From the line that contains "Task: locate the bruise" through the closing line of the entries, write out each line exactly; pictures stay out.
** Start **
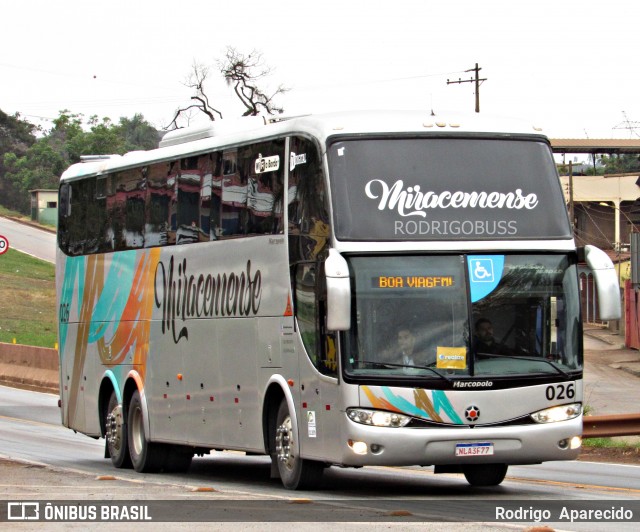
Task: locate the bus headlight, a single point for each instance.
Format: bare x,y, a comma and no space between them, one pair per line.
377,418
557,413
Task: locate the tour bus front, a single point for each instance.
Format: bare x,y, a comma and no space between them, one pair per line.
454,282
486,346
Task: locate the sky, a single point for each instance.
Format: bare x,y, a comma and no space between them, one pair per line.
568,66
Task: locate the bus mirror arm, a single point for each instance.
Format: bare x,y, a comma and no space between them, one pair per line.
606,281
338,292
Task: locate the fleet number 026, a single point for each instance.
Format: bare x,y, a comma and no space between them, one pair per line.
561,391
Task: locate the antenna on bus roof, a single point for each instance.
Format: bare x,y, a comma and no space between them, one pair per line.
93,158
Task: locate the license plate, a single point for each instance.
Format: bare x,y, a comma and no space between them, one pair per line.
474,449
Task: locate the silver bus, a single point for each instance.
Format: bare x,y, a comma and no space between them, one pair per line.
349,289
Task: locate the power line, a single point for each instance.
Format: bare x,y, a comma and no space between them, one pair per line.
475,80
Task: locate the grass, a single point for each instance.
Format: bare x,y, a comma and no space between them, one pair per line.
27,300
610,443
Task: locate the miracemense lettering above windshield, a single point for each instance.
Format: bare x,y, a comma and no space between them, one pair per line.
446,189
411,201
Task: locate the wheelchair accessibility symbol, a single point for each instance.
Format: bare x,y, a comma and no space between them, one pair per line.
482,271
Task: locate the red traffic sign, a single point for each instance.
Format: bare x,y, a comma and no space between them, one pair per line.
4,245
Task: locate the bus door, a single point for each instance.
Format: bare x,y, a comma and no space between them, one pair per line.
318,362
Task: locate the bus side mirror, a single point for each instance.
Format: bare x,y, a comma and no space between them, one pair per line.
606,281
336,271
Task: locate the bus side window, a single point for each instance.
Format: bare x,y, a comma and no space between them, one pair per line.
309,226
215,208
234,196
158,205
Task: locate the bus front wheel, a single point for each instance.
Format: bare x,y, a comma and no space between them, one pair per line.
295,472
115,433
485,474
146,456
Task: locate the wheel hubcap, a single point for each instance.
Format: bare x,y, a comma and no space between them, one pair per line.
114,428
284,441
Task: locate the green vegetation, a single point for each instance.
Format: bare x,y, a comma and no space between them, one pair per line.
608,443
27,300
32,159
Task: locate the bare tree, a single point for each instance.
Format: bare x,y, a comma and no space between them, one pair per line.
240,71
200,101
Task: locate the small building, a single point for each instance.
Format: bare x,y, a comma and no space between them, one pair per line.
44,206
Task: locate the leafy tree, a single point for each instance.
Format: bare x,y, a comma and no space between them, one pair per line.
16,135
41,164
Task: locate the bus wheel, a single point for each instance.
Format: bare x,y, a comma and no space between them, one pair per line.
116,433
146,456
295,472
485,474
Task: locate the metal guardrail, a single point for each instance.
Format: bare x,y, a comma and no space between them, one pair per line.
610,426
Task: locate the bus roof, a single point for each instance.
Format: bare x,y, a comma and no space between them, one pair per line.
196,140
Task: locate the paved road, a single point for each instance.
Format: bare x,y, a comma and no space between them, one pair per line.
237,485
30,240
608,388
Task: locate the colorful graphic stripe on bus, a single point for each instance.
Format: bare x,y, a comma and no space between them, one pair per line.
437,407
114,306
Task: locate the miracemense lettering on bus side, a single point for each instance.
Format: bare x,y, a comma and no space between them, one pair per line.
185,295
413,202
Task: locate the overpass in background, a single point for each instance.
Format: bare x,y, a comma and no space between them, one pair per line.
595,146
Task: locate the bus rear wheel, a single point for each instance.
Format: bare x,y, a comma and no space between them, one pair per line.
295,472
146,456
115,433
485,474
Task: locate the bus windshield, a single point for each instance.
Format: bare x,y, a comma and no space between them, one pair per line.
443,317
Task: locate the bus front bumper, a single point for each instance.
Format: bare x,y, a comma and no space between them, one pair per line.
520,444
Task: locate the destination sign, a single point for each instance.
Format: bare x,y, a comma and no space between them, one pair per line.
413,281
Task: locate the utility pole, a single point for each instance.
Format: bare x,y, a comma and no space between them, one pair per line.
475,80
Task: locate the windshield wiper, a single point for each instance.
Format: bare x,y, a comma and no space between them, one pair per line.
392,365
533,359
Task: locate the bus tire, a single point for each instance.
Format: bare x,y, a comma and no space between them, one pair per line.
295,472
115,433
146,456
485,474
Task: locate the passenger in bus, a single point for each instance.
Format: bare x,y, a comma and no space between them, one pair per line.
485,342
408,350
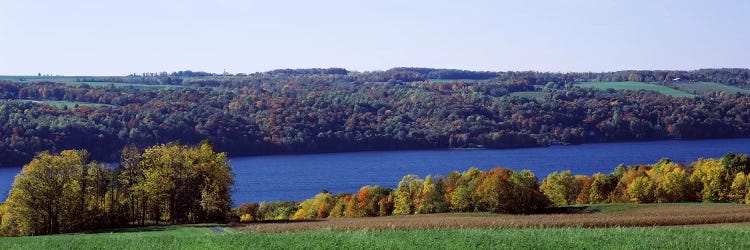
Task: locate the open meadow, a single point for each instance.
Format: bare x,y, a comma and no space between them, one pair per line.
634,86
629,226
706,87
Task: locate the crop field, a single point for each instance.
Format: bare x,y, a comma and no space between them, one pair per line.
451,80
530,94
634,86
617,215
73,80
202,237
705,87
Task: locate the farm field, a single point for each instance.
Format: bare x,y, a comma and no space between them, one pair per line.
463,233
452,80
68,104
604,215
634,86
705,87
73,80
530,94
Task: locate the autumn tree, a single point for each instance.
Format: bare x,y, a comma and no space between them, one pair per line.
55,194
712,178
408,195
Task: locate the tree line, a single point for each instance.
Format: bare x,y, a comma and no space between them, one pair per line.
333,110
501,190
173,184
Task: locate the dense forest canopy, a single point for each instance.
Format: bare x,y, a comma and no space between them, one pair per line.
331,110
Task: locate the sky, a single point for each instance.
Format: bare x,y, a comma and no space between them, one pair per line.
107,37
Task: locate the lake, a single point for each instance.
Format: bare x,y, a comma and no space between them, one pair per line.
298,177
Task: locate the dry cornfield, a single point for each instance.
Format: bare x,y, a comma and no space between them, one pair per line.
620,215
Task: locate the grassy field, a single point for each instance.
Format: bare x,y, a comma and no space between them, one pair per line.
62,104
706,87
610,215
73,80
185,237
466,231
530,94
451,80
634,86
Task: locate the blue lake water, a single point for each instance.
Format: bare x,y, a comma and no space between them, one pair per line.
298,177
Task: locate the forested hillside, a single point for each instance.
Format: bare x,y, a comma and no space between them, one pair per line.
330,110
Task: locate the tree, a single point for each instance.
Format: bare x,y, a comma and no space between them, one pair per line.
52,195
561,188
318,207
711,177
739,189
186,184
408,195
641,190
601,187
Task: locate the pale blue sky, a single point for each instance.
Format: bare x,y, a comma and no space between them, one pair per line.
101,37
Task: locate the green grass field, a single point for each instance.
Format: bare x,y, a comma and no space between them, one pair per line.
634,86
530,94
705,87
451,80
73,80
185,237
424,236
70,105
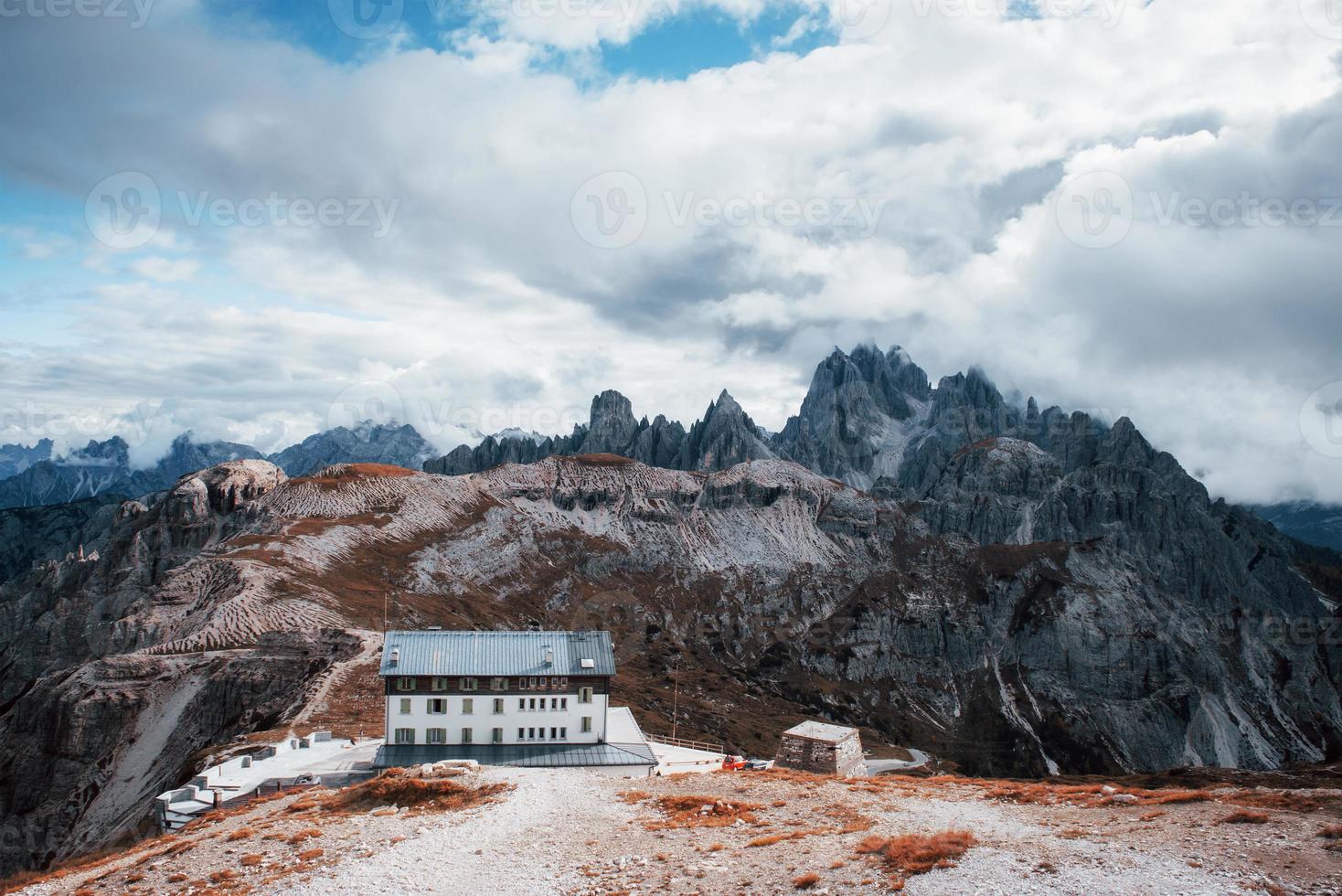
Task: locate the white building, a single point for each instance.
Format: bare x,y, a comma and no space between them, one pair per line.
502,698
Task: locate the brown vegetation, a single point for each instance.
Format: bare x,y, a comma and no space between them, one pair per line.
1246,817
702,812
395,789
917,853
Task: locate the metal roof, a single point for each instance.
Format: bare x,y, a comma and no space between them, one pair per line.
485,654
820,731
549,755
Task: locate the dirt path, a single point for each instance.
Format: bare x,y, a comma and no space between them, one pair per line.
529,843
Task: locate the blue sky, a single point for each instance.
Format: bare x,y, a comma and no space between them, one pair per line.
611,195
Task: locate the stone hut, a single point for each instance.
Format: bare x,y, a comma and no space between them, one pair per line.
823,749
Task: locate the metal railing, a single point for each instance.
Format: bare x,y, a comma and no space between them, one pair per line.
688,744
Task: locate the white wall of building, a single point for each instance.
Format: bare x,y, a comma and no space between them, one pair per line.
482,720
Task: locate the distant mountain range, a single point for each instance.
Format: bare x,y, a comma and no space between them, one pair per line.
103,467
869,419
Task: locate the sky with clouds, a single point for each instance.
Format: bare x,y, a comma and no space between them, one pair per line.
260,219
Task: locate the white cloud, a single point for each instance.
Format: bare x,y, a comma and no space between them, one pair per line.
486,299
165,270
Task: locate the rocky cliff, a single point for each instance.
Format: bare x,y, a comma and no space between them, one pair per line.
1023,614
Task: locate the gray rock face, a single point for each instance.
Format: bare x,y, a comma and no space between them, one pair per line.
15,459
1310,522
103,468
725,437
857,415
400,445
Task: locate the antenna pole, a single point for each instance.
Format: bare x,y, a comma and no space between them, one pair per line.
676,697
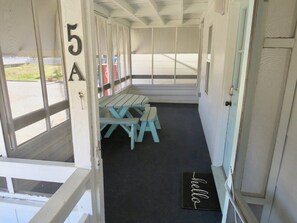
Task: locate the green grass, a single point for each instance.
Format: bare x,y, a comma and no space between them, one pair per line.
30,72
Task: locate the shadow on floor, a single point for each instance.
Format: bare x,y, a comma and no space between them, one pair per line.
144,185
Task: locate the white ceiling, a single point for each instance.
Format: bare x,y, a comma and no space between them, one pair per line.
145,13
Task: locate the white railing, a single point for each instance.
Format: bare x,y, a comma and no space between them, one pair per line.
73,195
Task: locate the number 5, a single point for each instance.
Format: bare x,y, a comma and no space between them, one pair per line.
78,40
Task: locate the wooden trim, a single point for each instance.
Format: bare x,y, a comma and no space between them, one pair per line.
28,119
60,106
279,43
40,198
254,200
244,208
60,205
137,76
36,169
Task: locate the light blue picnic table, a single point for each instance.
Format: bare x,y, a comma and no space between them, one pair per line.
119,105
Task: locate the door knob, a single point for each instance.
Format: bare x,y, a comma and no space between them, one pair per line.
228,103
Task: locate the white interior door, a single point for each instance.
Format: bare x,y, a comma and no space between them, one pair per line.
235,87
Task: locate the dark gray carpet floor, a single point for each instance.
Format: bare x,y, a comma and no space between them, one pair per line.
144,185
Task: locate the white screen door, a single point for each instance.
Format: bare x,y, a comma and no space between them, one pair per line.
234,89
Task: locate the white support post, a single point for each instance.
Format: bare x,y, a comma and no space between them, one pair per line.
79,45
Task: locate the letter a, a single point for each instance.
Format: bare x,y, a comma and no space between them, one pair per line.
76,70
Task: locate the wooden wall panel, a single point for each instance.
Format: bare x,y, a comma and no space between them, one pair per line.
281,18
265,117
284,205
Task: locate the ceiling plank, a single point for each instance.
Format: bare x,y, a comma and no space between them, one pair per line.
155,7
126,7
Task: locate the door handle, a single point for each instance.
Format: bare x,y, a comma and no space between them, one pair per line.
228,103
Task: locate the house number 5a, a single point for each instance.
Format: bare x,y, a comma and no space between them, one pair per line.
75,68
76,38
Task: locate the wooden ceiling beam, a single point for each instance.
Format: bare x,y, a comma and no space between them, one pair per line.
127,8
155,7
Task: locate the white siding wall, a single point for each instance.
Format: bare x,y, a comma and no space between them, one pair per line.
268,97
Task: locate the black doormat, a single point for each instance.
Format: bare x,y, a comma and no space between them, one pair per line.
199,191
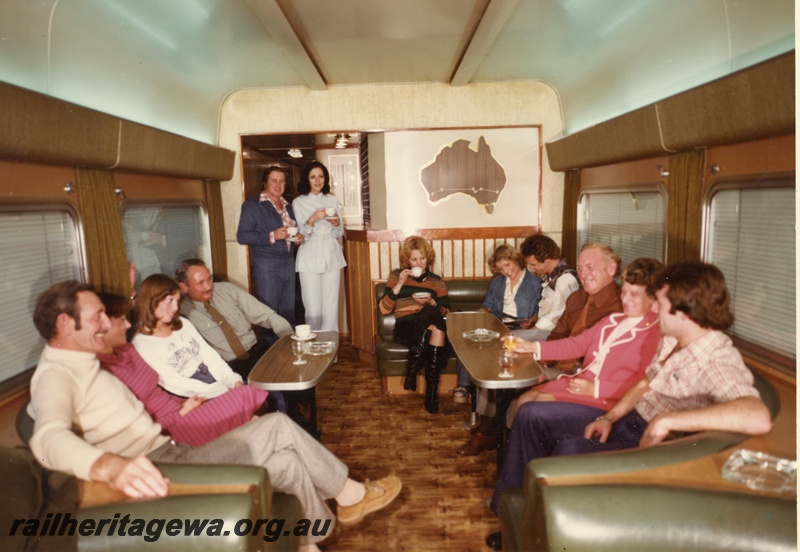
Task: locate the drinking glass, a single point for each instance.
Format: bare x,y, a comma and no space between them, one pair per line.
507,358
298,348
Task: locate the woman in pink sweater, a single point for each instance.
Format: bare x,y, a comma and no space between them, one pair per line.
615,351
194,421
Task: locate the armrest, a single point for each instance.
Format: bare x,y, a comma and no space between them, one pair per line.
192,479
609,518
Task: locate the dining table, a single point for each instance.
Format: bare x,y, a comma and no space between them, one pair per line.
476,338
276,371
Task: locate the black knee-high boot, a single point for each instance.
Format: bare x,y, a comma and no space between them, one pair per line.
415,362
433,368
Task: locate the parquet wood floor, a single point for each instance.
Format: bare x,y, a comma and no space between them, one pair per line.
442,506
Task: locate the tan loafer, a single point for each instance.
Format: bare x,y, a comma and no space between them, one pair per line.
379,494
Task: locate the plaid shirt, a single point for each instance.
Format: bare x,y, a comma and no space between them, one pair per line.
708,371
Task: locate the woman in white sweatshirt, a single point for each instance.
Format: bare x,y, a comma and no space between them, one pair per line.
187,366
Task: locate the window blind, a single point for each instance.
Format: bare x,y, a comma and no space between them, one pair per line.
752,240
158,237
631,222
37,249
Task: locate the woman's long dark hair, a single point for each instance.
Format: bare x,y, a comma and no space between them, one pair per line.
304,187
153,290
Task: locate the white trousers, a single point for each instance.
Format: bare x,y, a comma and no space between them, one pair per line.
321,299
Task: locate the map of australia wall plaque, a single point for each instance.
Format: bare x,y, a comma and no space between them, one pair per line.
463,178
460,170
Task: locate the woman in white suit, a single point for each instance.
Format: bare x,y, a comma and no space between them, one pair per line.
319,258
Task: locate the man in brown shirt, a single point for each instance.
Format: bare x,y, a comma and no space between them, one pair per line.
598,297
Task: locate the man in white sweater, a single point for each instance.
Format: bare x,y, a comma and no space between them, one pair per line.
118,440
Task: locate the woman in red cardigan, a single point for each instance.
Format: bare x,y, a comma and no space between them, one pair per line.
615,351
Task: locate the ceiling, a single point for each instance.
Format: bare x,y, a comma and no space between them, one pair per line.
171,64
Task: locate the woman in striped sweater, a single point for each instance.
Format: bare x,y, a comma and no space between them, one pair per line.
194,421
420,304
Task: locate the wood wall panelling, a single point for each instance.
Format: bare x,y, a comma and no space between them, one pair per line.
633,135
762,157
36,128
685,205
757,102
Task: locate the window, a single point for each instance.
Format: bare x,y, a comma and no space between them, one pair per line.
751,238
39,246
630,221
157,237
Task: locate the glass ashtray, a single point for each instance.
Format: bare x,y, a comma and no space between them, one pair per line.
318,348
480,335
761,471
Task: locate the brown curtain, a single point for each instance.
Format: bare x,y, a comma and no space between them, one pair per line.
569,223
216,223
685,205
106,259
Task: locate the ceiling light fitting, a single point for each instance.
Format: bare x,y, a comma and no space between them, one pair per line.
341,141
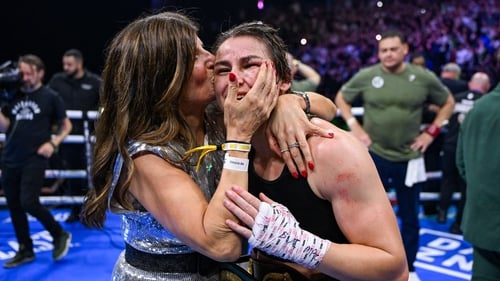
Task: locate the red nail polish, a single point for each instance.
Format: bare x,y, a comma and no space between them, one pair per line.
310,165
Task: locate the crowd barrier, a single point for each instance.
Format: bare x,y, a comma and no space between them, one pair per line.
88,139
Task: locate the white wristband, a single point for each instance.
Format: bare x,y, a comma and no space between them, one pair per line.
351,121
235,163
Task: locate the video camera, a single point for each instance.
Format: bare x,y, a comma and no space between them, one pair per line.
10,80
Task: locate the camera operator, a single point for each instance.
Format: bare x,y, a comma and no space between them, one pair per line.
28,120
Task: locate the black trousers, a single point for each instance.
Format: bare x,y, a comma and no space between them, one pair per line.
452,181
22,188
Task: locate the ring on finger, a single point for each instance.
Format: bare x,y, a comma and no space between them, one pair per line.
284,150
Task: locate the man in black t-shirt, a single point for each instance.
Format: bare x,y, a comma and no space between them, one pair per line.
28,121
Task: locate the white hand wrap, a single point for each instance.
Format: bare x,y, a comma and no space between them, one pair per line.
277,232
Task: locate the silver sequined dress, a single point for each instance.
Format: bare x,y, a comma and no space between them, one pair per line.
143,232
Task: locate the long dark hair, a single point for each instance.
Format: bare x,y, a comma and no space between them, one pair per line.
148,65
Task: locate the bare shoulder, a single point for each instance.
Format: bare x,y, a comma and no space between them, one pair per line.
342,163
343,144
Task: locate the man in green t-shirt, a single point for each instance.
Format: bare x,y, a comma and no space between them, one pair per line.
393,94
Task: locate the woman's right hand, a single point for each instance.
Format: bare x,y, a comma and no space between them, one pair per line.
243,116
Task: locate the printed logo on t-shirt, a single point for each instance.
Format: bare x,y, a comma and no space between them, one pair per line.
377,82
25,110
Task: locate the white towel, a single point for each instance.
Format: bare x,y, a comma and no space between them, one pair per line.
415,171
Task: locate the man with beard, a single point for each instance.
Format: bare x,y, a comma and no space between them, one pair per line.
79,89
28,121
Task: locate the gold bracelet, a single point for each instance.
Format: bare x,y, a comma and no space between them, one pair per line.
306,100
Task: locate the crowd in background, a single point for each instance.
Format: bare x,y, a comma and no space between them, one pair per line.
341,34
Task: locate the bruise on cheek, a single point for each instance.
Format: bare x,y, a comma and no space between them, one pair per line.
345,178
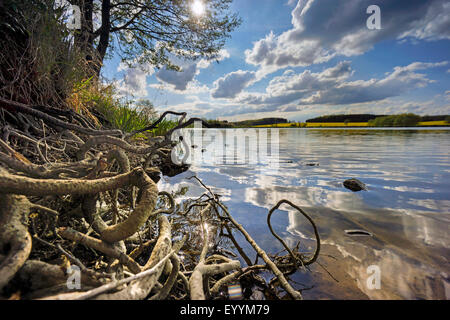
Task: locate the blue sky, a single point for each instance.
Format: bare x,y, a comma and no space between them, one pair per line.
300,59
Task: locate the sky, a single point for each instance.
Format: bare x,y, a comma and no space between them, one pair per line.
302,59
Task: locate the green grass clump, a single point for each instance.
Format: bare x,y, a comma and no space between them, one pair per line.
126,115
** End **
Output of the task:
Task: locate the bruise on cheek, a single point for each instance.
Format: bare x,y, a comma and no space between them, one pair per line.
345,178
Task: locate the blue sky, a single point for each instance.
Format: bare x,y, a comma and no space between them, one pair per line.
300,59
Task: locate the sky, a single point for each instance.
Format: bare x,y, a comma and no space between them, one pair per line.
302,59
Task: locate the green grass clump, a single point for each instance.
Format: bare x,y, a comma and no space between them, one pair per line.
126,115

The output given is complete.